**Exercise input:**
####################

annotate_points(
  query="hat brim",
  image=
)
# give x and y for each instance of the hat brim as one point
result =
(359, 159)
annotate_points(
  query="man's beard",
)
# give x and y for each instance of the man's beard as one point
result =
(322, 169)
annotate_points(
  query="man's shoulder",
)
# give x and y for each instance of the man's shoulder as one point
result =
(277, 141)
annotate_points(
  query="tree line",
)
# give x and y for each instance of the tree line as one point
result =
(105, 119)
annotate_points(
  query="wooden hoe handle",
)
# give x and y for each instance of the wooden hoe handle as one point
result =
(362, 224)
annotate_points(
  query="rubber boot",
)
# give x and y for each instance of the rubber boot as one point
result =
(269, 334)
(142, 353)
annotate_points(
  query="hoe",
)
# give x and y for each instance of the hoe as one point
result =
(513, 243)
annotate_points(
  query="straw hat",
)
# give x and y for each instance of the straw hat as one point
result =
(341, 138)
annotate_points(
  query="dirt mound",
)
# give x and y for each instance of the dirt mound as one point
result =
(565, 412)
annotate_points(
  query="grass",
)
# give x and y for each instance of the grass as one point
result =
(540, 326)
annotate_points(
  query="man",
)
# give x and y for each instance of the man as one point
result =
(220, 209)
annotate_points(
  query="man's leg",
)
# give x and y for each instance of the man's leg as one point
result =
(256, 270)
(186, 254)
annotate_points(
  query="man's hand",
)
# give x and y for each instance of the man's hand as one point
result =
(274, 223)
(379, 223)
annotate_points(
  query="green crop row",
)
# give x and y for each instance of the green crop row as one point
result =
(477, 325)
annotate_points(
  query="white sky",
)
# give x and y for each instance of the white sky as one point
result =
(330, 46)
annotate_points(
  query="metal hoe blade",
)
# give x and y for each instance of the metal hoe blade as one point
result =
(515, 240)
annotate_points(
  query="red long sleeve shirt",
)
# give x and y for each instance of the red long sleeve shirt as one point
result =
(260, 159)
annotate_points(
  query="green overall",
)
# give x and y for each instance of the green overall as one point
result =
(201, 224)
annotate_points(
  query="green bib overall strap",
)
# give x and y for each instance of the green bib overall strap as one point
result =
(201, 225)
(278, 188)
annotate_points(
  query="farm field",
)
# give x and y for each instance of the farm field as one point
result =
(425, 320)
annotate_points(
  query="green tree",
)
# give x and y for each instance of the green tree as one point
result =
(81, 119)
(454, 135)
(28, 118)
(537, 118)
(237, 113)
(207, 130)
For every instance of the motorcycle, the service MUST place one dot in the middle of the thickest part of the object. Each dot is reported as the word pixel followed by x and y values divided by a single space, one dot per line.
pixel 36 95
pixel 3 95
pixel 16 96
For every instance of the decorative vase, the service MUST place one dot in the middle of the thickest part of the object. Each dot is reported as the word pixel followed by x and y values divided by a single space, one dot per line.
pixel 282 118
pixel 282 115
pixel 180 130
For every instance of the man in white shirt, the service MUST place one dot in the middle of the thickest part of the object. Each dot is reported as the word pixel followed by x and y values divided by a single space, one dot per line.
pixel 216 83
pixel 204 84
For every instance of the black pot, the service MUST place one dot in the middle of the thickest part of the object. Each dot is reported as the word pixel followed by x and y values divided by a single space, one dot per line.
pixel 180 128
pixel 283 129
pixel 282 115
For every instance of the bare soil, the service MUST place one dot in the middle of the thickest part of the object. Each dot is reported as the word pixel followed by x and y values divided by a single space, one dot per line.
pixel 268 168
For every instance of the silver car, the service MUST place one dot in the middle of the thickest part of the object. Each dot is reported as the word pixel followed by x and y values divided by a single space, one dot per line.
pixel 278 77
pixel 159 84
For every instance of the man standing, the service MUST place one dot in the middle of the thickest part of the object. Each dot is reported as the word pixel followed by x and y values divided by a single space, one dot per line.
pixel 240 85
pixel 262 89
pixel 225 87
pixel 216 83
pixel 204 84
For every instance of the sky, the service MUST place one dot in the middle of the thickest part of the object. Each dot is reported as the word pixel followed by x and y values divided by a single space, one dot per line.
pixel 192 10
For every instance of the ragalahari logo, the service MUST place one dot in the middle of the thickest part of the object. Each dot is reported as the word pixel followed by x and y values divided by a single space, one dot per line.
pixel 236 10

####################

**Exercise instructions:**
Convert every one of the lines above into a JSON array of strings, with one string per line and blank lines omitted.

**Response:**
[
  "annotate_points(",
  "  query=\"hat brim\",",
  "  image=",
  ")",
  "# give x and y for each instance of the hat brim as one point",
  "result =",
  "(359, 159)",
  "annotate_points(",
  "  query=\"man's beard\",",
  ")",
  "# give x and y for each instance of the man's beard as one point",
  "result =",
  "(322, 169)",
  "annotate_points(",
  "  query=\"man's shoulder\",",
  ")",
  "# give x and y for each instance of the man's shoulder as one point",
  "result =",
  "(277, 141)",
  "annotate_points(",
  "  query=\"tree line\",",
  ")",
  "# give x and y for each instance of the tree line as one point",
  "result =",
  "(105, 119)",
  "annotate_points(",
  "  query=\"wooden hoe handle\",",
  ")",
  "# give x and y for each instance of the wooden hoe handle as one point",
  "result =",
  "(362, 224)",
  "annotate_points(",
  "  query=\"rubber boot\",",
  ")",
  "# give x and y for each instance of the rubber boot as one point",
  "result =",
  "(269, 334)",
  "(142, 353)",
  "annotate_points(",
  "  query=\"hoe\",",
  ")",
  "# give x and y for each instance of the hoe as one point",
  "result =",
  "(513, 243)",
  "annotate_points(",
  "  query=\"straw hat\",",
  ")",
  "# give x and y for each instance of the straw hat as one point",
  "result =",
  "(341, 138)",
  "annotate_points(",
  "  query=\"dirt mound\",",
  ")",
  "# give x and y for each instance of the dirt mound as one point",
  "result =",
  "(565, 412)",
  "annotate_points(",
  "  query=\"grass\",",
  ")",
  "# give x and y for each instance of the grass as one point",
  "result =",
  "(540, 326)",
  "annotate_points(",
  "  query=\"man\",",
  ")",
  "# give x and y for each instance of the man as one point",
  "result =",
  "(220, 209)",
  "annotate_points(",
  "  query=\"man's leg\",",
  ")",
  "# give x and y for each instance of the man's leg as one point",
  "result =",
  "(256, 270)",
  "(186, 254)",
  "annotate_points(",
  "  query=\"man's hand\",",
  ")",
  "# give x and y for each instance of the man's hand as one point",
  "result =",
  "(274, 223)",
  "(379, 223)",
  "annotate_points(",
  "  query=\"green crop row\",",
  ")",
  "# give x and y for each instance of the green crop row as one point",
  "result =",
  "(477, 325)",
  "annotate_points(",
  "  query=\"white sky\",",
  ")",
  "# give x and y for each instance of the white sky as one point",
  "result =",
  "(330, 46)",
  "annotate_points(",
  "  query=\"metal hoe blade\",",
  ")",
  "# give x and y for each instance of the metal hoe blade as one point",
  "result =",
  "(515, 240)",
  "annotate_points(",
  "  query=\"red long sleeve shirt\",",
  ")",
  "# give x and y for each instance of the red long sleeve shirt as one point",
  "result =",
  "(260, 159)",
  "annotate_points(",
  "  query=\"green overall\",",
  ")",
  "# give x and y for each instance of the green overall as one point",
  "result =",
  "(201, 224)",
  "annotate_points(",
  "  query=\"green bib overall strap\",",
  ")",
  "# give x and y for each instance of the green bib overall strap as one point",
  "result =",
  "(201, 225)",
  "(278, 188)",
  "annotate_points(",
  "  query=\"farm field\",",
  ")",
  "# give x and y for each instance of the farm field as one point",
  "result =",
  "(425, 320)",
  "annotate_points(",
  "  query=\"green tree\",",
  ")",
  "# give x and y for each instance of the green tree as one point",
  "result =",
  "(81, 119)",
  "(454, 135)",
  "(28, 118)",
  "(537, 118)",
  "(237, 113)",
  "(207, 130)",
  "For every instance of the motorcycle, the service MUST place one dot in the middle of the thickest part of the object. Each dot is reported as the word pixel followed by x and y values divided by a single space, one dot per line.",
  "pixel 36 95",
  "pixel 3 95",
  "pixel 16 96",
  "For every instance of the decorative vase, the service MUST place one dot in the middle of the thickest part of the object. Each dot is reported as the word pixel followed by x and y values divided by a single space, one dot per line.",
  "pixel 282 118",
  "pixel 282 115",
  "pixel 180 130",
  "For every instance of the man in white shirt, the service MUST place one dot in the middle of the thickest part of the object. Each dot is reported as the word pixel followed by x and y values divided by a single space, one dot per line.",
  "pixel 216 83",
  "pixel 204 84",
  "For every instance of the black pot, the service MUST place one dot in the middle of the thickest part of the object. Each dot is reported as the word pixel followed by x and y values divided by a single space, one dot per line.",
  "pixel 180 128",
  "pixel 283 129",
  "pixel 282 115",
  "For every instance of the bare soil, the service MUST place one dot in the middle of the thickest part of the object. Each dot is reported as the word pixel followed by x and y values divided by a single space, one dot per line.",
  "pixel 268 168",
  "For every instance of the silver car, the service MUST place one dot in the middle of the thickest part of the object. Each dot is reported as the word pixel followed by x and y values divided by a single space, one dot per line.",
  "pixel 278 77",
  "pixel 159 84",
  "For every instance of the man standing, the service MUST place one dot in the middle of the thickest part of the object. Each dot is reported as the word pixel followed by x and y values divided by a single space, one dot per line.",
  "pixel 240 85",
  "pixel 262 89",
  "pixel 225 87",
  "pixel 216 83",
  "pixel 204 84",
  "For every instance of the sky, the service MUST place one dot in the middle of the thickest part of the object. Each dot is reported as the word pixel followed by x and y values divided by a single space, one dot per line.",
  "pixel 192 10",
  "For every instance of the ragalahari logo, the service MUST place one dot in the middle of the thickest part of the object. Each dot is reported as the word pixel followed by x and y values divided by a single space, one dot per line.",
  "pixel 236 10"
]